*Work to do*. Without altering anything, output the material below.

(Stored dataset items)
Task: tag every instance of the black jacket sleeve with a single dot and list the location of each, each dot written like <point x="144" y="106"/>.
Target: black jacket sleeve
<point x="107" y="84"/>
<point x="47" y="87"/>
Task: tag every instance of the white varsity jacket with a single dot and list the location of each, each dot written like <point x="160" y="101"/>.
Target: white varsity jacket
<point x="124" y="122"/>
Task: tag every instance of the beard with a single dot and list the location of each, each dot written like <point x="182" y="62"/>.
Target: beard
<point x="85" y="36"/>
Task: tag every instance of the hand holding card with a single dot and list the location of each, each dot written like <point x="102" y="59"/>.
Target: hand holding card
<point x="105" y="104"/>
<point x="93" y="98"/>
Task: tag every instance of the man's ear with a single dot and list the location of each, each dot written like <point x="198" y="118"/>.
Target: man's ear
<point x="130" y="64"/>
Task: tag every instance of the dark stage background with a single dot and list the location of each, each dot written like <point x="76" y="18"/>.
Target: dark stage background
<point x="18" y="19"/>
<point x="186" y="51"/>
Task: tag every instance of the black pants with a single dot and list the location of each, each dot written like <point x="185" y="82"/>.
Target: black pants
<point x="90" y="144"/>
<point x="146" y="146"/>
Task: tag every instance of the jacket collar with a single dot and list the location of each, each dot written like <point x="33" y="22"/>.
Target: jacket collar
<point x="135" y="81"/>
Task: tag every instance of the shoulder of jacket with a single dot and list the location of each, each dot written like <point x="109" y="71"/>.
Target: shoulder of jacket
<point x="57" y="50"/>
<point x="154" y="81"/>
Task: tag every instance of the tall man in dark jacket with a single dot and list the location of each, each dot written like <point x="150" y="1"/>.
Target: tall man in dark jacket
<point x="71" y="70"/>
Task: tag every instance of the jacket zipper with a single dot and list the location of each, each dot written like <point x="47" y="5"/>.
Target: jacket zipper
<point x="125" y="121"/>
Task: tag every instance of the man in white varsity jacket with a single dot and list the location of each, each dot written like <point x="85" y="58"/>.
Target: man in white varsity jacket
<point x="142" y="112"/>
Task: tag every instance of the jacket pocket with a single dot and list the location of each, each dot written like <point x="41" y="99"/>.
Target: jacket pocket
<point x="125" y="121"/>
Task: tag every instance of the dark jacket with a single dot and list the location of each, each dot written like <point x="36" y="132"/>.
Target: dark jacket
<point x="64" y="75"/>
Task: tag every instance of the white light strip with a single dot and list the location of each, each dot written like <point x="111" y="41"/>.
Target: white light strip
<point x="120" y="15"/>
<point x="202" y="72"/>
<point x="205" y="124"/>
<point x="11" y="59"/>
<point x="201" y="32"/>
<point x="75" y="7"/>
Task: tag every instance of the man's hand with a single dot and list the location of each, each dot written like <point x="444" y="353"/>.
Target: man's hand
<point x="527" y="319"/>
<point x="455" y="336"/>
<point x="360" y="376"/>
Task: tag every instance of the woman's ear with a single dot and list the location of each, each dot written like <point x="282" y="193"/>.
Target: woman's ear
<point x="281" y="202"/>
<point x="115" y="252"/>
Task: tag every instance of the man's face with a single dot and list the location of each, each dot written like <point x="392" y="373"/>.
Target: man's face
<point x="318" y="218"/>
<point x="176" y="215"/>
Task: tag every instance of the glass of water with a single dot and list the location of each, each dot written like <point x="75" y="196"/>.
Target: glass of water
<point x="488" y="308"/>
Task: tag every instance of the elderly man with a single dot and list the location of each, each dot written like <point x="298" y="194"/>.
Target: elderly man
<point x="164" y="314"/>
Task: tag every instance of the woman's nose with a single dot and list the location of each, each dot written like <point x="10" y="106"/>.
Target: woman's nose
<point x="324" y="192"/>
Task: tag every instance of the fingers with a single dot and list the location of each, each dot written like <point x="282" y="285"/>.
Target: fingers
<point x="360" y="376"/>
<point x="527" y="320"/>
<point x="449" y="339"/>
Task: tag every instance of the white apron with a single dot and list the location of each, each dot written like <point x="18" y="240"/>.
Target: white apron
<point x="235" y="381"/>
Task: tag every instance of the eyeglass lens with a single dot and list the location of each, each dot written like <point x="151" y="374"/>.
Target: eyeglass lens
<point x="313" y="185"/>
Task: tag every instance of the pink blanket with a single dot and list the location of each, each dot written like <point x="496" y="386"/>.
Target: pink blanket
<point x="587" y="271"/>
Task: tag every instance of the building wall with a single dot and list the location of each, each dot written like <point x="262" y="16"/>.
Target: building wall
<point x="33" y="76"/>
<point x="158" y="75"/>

*Task result*.
Task: tag every instance of the black jacket sleeve with a single dot and list the location of each, each dot written like <point x="144" y="106"/>.
Target: black jacket sleeve
<point x="107" y="84"/>
<point x="47" y="87"/>
Task: tag every instance of the white varsity jacket with a single dot and list the location of each, each dot written like <point x="160" y="101"/>.
Target: white varsity jacket
<point x="124" y="122"/>
Task: tag every instance of the beard with a single dot and list the location of each, each dot written like <point x="182" y="62"/>.
Target: beard
<point x="85" y="36"/>
Task: tag every instance of the hand holding card with a single dot and list the location of each, each dot written like <point x="102" y="59"/>.
Target: hand holding card
<point x="105" y="104"/>
<point x="93" y="98"/>
Task: tag every instance of the man's ear with a single dot and list the location of each, each dot written like <point x="198" y="118"/>.
Target: man's ear
<point x="130" y="64"/>
Task: tag every instance of the dark stage background with a single dot and list the location of each, each dot written like <point x="76" y="18"/>.
Target: dark stage background
<point x="18" y="19"/>
<point x="186" y="51"/>
Task: tag every instance of the black pants with a single dot and list the location of each, each dot written like <point x="185" y="82"/>.
Target: black pants
<point x="90" y="144"/>
<point x="146" y="146"/>
Task: tag every instance of the jacket collar with a single dot and list the location of each, each dot written like <point x="33" y="22"/>.
Target: jacket collar
<point x="135" y="81"/>
Task: tag every instance of the shoulder of jacket with a single dot and list the location of each, each dot written like <point x="109" y="71"/>.
Target: shoulder of jacket
<point x="57" y="50"/>
<point x="154" y="81"/>
Task: tag every instance of the tall man in dark jacket with a single dot and list the location of each, each dot written like <point x="150" y="1"/>.
Target: tall man in dark jacket
<point x="71" y="70"/>
Task: tag every instance of the jacket zipper with a single dot and list the location of each, each dot written like <point x="47" y="5"/>.
Target: jacket zipper
<point x="125" y="121"/>
Task: tag every instance of the man in white varsity jacket with a single dot and list the location of each, each dot written like <point x="85" y="58"/>.
Target: man in white varsity jacket
<point x="142" y="112"/>
Task: tag every instance of the jacket pocket with a single dot and list the location of each, each dot written like <point x="41" y="99"/>.
Target: jacket pocket
<point x="125" y="121"/>
Task: tag every instance of the dark jacket with a single dot and list the location of each, each dot written like <point x="36" y="132"/>.
Target: dark jacket
<point x="64" y="75"/>
Task: tag every instance of the white light strip with a single dot and list the location of each, each dot written like <point x="111" y="41"/>.
Target: white light strip
<point x="120" y="15"/>
<point x="202" y="72"/>
<point x="205" y="124"/>
<point x="11" y="59"/>
<point x="201" y="32"/>
<point x="75" y="7"/>
Task: tag every instance of the man's hand with a single dot and list the location of each, each dot written like <point x="444" y="353"/>.
Target: man's hand
<point x="527" y="319"/>
<point x="455" y="336"/>
<point x="360" y="376"/>
Task: tag every instance of the woman's ear with a single dot and list the location of each, each dot written like <point x="282" y="193"/>.
Target: woman's ear
<point x="281" y="202"/>
<point x="115" y="252"/>
Task: tag every instance of the man's face with a single dot and list the location of each, each dot written like <point x="392" y="373"/>.
Target: man's face
<point x="318" y="218"/>
<point x="176" y="215"/>
Task: tag every instance of the glass of water with a single dot and list the location of each, each dot written like <point x="75" y="196"/>.
Target: glass of water
<point x="488" y="308"/>
Task: tag every instance of the elderly man with a single dot and list the location of each, each dot written like <point x="298" y="194"/>.
Target: elderly man
<point x="164" y="314"/>
Task: tag every instance of the woman's nose with a single dot and list the location of each, each dot written like <point x="10" y="106"/>.
Target: woman's nose
<point x="324" y="192"/>
Task: tag every instance of the fingers with a single dot and list the location of each, each dot written like <point x="282" y="285"/>.
Target: fingers
<point x="360" y="376"/>
<point x="527" y="320"/>
<point x="449" y="339"/>
Task: tag every instance of the white apron with a single dot and list the location of each, each dot written like <point x="18" y="240"/>.
Target: white apron
<point x="235" y="381"/>
Task: tag every instance of the eyeglass lens with a single dot and list the location of each, each dot written like <point x="151" y="374"/>.
Target: eyeglass lens
<point x="313" y="185"/>
Task: tag every instance of the pink blanket with a single dot and list the location of each, each dot written like <point x="496" y="386"/>.
Target: pink blanket
<point x="587" y="271"/>
Task: tag every instance of the building wall with a single dot and list the location of each, each dot written like <point x="262" y="16"/>.
Target: building wall
<point x="33" y="76"/>
<point x="158" y="75"/>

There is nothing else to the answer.